Gestellte Aufgabe 1:
Wie hieß laut dem Textauszug das Hotel, in dem die erzählende Person wohnte?

Textauszug:

····················

Die teuersten Zuckerwürfel der Welt
"Papa,
Du musst die bulgarischen Zigeuner nach Ägypten schicken, um zu lernen, wie man
besser stehlen kann", scherzte ich mit meinem Vater.
Er
beschäftigte sich zu dieser Zeit mit Weiterbildungsmaßnahmen in Bulgarien und
lachte gelassen über meinen Scherz. Oft findet man im Scherz eine Menge
Wahrheit. Die Zigeuner waren in Bulgarien dafür bekannt, dass sie gerne von
anderen Menschen oder von der Straße etwas mitgehen ließen.
In
Ägypten waren deren Kollegen um einiges fortschrittlicher:
Es
war der letzte Tag meines Urlaubs in Ägypten. Ich bin früh aufgestanden,
um ein letztes Mal schwimmen zu gehen. Es war herrlich, Sonne, Strand und Meer
zu genießen. Es war der 11. Februar. Mein Handy zeigte 7 Uhr. Die Temperatur
des Meeres betrug 22C. Mein Freund schlief noch.
Der
Bus, der uns zum Flughafen bringen sollte, sollte uns um 11:30 Uhr abholen.
Unser Hotel hieß Hussein Palace. Es hatte 4 Sterne, was aus meiner Sicht aber
einer zuviel war. Bei den meisten Hotelanlagen der gehobenen Kategorie am Roten
Meer hatte ich das Gefühl, dass die Ägypter ein paar Sterne aus dem Himmel
holten. Unser Hotelstrand hatte aber die 4 Sterne verdient. Er trug nicht
zufällig den Namen "Dream Beach" und galt als einer der schönsten
Strände in Hurghada. Wenn man kein Hotelgast war, sollte man umgerechnet 10 USD
Eintritt zahlen. Ein Betrag, den sich nur die reichen Einheimischen und die
Touristen leisten konnten. Man bekam dafür eine komfortable Liege und ein
Strandtuch und konnte den Tag mit einer angenehmen, ruhigen Musik im Hintergrund
und eine schöne Aussicht auf das Meer genießen.
Ich
sprang vom Steg dreimal ins Wasser und trocknete mich anschließend ab. Dann
verabschiedete ich mich von einigen Besuchern, die ich während meiner Woche
Urlaub kennengelernt hatte und ging zurück ins Hotel. Meine Reisetasche hatte
ich bereits am Abend zuvor gepackt. Ich ging mit einem zufriedenen Lächeln
durch das Foyer, überquerte den Garten mit dem Pool und stieg ich die Treppen
bis zur zweiten Etage hinauf, wo sich unser Zimmer befand. Im Flur sah ich den
Jungen, der unser Zimmer saubermachte. Ich hatte auf dem Weg darüber
nachgedacht, ob ich ihm Trinkgeld hinterlassen sollte. Einmal hatte ich ihm
eine Schokolade gegeben, einmal ließ mein Freund unter dem Bettkissen einen
Dollar für ihn liegen, aber beides nahm er ohne besondere Freude oder
Dankbarkeit an. In einem armen Land wie Ägypten freuten sich normalerweise die
Reinigungskräfte in den Hotelanlagen über solche Kleinigkeiten. Sie wurden in
der Regel unterbezahlt und mussten für ihr Überleben hart arbeiten. Unser Junge
sah aber eher wie einer aus, der an diesem Trinkgeld nicht besonders
interessiert war. Er war weder klein noch groß, hatte kurze, schwarze, lockige
Haare und dunkle Augen.Es gab etwas in seiner Ausstrahlung, was eine
gewisse Reife und Intelligenz zeigte.Er sah wie ein Typ aus, der ruhig Anzug
und Krawatte tragen konnte. Etwas, wovon ich mich in wenigen Minuten überzeugen
konnte.

····················

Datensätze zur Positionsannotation
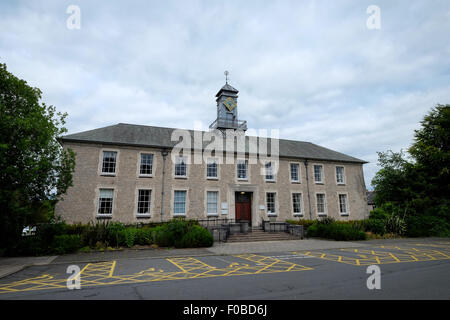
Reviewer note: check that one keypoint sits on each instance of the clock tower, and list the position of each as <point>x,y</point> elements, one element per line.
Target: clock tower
<point>227,115</point>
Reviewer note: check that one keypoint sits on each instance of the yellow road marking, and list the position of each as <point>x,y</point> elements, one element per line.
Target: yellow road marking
<point>96,274</point>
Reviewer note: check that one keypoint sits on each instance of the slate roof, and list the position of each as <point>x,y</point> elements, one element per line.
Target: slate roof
<point>370,197</point>
<point>227,87</point>
<point>160,137</point>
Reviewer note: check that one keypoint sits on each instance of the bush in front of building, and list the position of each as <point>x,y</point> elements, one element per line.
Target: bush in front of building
<point>180,233</point>
<point>336,231</point>
<point>196,237</point>
<point>66,243</point>
<point>302,222</point>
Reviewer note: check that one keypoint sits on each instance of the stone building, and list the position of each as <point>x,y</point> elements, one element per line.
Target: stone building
<point>130,173</point>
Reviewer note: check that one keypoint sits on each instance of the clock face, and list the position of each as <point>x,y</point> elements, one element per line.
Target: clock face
<point>230,104</point>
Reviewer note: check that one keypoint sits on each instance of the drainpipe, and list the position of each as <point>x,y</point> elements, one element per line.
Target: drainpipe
<point>307,188</point>
<point>164,153</point>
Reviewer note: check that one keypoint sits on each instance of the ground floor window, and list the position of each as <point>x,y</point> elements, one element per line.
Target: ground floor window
<point>105,201</point>
<point>212,200</point>
<point>343,204</point>
<point>144,200</point>
<point>179,202</point>
<point>270,200</point>
<point>321,205</point>
<point>297,203</point>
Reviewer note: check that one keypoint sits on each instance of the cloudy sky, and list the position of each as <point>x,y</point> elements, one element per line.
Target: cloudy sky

····················

Gestellte Aufgabe 2:
Gib die Datensätze vom Anfang bis einschließlich der Zeile mit "<point>230,104</point>" wieder und ersetze darin "keypoint" überall durch "marker", alles andere bleibt gleich. Die Bilder lässt du dabei weg.

Richtige Antwort 1:
Hussein Palace.

Richtige Antwort 2:
Reviewer note: check that one marker sits on each instance of the clock tower, and list the position of each as <point>x,y</point> elements, one element per line.
Target: clock tower
<point>227,115</point>
Reviewer note: check that one marker sits on each instance of the yellow road marking, and list the position of each as <point>x,y</point> elements, one element per line.
Target: yellow road marking
<point>96,274</point>
Reviewer note: check that one marker sits on each instance of the slate roof, and list the position of each as <point>x,y</point> elements, one element per line.
Target: slate roof
<point>370,197</point>
<point>227,87</point>
<point>160,137</point>
Reviewer note: check that one marker sits on each instance of the bush in front of building, and list the position of each as <point>x,y</point> elements, one element per line.
Target: bush in front of building
<point>180,233</point>
<point>336,231</point>
<point>196,237</point>
<point>66,243</point>
<point>302,222</point>
Reviewer note: check that one marker sits on each instance of the stone building, and list the position of each as <point>x,y</point> elements, one element per line.
Target: stone building
<point>130,173</point>
Reviewer note: check that one marker sits on each instance of the clock face, and list the position of each as <point>x,y</point> elements, one element per line.
Target: clock face
<point>230,104</point>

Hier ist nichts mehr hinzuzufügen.